BRIEF:
Starting at the line that contains "SELECT bbox FROM objects WHERE label = 'lingonberry" and ending at the line that contains "-- locate the second", the lines below are to be given again exactly, with nothing added.

THE DATA:
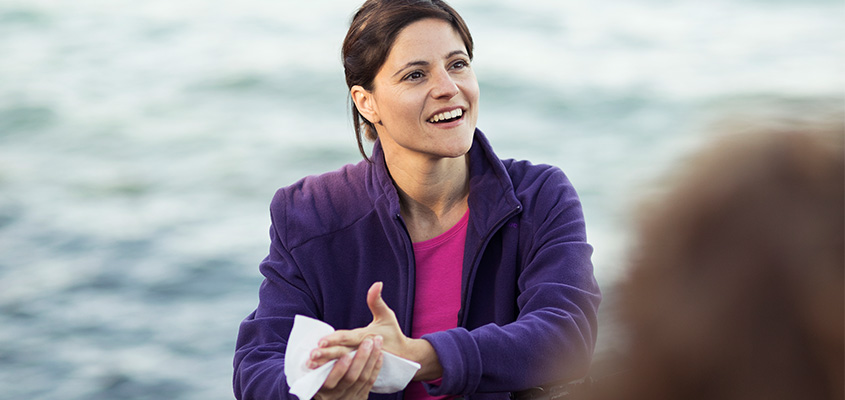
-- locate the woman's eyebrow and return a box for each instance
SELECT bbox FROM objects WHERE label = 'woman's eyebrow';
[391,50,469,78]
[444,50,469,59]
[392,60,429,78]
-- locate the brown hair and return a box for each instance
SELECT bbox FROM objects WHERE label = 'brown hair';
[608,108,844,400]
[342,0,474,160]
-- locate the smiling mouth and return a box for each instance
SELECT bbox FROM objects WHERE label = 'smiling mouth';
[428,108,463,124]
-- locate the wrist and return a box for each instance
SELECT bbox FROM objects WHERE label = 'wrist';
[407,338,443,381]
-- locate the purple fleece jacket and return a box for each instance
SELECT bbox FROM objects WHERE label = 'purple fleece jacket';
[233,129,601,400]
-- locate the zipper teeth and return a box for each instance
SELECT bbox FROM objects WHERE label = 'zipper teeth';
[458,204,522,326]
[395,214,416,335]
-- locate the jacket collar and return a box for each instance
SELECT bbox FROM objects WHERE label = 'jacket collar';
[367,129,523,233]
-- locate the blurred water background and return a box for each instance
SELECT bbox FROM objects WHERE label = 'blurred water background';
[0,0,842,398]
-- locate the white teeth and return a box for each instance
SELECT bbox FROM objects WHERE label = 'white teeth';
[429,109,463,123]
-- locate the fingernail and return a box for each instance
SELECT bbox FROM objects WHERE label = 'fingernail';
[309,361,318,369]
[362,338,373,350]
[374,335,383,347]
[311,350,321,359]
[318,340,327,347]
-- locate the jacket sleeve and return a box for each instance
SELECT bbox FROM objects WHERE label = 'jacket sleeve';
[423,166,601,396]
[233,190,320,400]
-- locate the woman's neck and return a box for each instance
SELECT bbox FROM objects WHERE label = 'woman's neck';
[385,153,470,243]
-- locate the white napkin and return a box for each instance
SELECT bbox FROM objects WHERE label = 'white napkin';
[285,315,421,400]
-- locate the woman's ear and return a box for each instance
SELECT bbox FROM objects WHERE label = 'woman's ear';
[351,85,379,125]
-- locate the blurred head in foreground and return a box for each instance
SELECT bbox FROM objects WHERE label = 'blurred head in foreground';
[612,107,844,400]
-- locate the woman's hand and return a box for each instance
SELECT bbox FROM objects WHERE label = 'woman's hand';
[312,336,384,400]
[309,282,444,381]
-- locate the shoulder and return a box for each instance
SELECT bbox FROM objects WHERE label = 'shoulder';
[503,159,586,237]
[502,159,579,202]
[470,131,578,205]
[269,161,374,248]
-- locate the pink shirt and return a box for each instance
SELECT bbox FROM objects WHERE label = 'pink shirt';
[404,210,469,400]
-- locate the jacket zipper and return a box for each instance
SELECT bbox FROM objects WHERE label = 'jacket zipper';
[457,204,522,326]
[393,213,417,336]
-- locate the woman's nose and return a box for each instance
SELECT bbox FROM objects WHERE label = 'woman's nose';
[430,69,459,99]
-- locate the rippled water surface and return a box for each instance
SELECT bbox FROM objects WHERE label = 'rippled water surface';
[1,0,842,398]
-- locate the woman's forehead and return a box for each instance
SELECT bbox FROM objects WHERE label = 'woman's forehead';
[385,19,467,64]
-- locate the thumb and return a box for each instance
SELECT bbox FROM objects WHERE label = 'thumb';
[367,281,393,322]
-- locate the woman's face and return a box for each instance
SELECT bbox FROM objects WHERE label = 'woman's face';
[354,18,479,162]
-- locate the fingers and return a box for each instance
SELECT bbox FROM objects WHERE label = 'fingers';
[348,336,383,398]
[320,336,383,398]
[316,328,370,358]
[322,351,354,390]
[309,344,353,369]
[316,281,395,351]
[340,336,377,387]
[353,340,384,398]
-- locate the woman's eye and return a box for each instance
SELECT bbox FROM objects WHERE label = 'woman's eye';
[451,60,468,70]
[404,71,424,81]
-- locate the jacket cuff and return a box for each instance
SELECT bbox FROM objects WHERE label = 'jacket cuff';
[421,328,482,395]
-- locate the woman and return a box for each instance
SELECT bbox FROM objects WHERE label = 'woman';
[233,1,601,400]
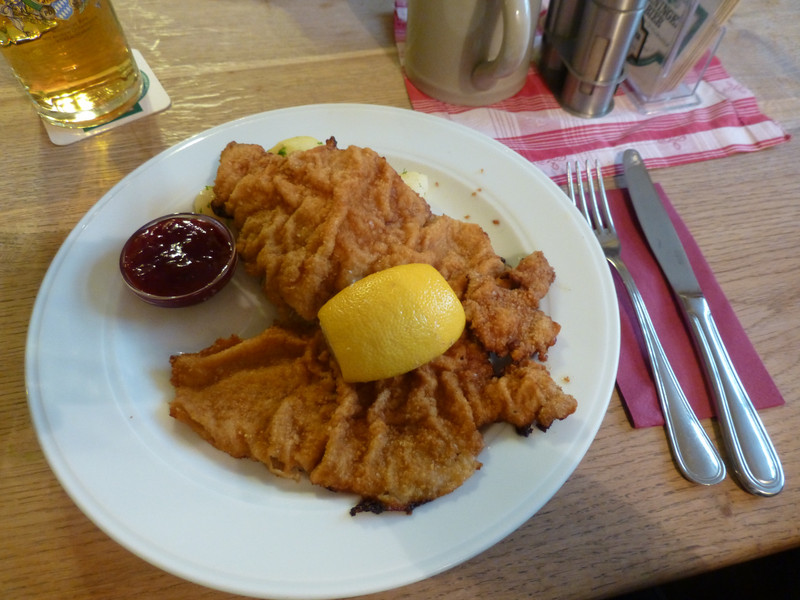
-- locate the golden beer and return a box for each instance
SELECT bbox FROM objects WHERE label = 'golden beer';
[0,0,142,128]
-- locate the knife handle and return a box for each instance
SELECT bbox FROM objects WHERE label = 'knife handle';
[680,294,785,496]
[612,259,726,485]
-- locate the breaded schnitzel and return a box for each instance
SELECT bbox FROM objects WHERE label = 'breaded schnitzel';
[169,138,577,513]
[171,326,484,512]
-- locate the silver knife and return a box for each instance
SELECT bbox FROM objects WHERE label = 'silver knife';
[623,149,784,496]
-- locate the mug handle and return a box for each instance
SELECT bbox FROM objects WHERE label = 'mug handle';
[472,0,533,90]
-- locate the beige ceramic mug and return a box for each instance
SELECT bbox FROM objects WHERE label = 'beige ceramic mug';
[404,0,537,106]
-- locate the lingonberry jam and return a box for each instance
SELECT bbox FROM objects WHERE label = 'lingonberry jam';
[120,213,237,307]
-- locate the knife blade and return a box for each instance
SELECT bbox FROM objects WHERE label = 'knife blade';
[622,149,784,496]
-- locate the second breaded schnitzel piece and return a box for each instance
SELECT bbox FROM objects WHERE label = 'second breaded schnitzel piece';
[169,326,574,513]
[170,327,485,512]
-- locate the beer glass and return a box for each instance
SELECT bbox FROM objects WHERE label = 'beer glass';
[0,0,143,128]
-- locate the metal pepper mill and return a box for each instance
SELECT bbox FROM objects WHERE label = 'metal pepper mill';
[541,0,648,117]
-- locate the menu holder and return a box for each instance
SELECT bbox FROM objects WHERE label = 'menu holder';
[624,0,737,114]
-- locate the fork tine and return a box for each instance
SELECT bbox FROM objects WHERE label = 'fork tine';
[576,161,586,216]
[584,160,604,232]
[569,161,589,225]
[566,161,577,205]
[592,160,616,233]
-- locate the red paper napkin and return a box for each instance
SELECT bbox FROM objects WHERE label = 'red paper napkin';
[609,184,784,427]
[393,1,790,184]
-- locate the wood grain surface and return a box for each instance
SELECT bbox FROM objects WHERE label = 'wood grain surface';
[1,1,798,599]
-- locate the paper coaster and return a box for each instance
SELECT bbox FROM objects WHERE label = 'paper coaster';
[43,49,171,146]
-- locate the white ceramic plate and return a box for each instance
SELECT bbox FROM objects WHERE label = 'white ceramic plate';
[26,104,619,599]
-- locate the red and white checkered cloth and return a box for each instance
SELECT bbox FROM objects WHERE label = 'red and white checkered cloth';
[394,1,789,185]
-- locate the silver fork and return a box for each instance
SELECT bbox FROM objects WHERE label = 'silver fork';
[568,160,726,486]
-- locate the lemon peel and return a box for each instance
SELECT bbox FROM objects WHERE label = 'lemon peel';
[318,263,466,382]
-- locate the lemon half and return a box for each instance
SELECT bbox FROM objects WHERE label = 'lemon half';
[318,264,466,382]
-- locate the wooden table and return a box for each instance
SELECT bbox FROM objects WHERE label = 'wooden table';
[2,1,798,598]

EXERCISE OUTPUT:
SELECT bbox FROM objects WHERE label = 'lingonberry jam';
[120,213,237,307]
-- locate the knife blade and return a box for each instance
SELECT bbox FROM objects WHERE label = 'knife blade';
[622,149,784,496]
-- locate the second breaded schnitzel piece and return a box for each instance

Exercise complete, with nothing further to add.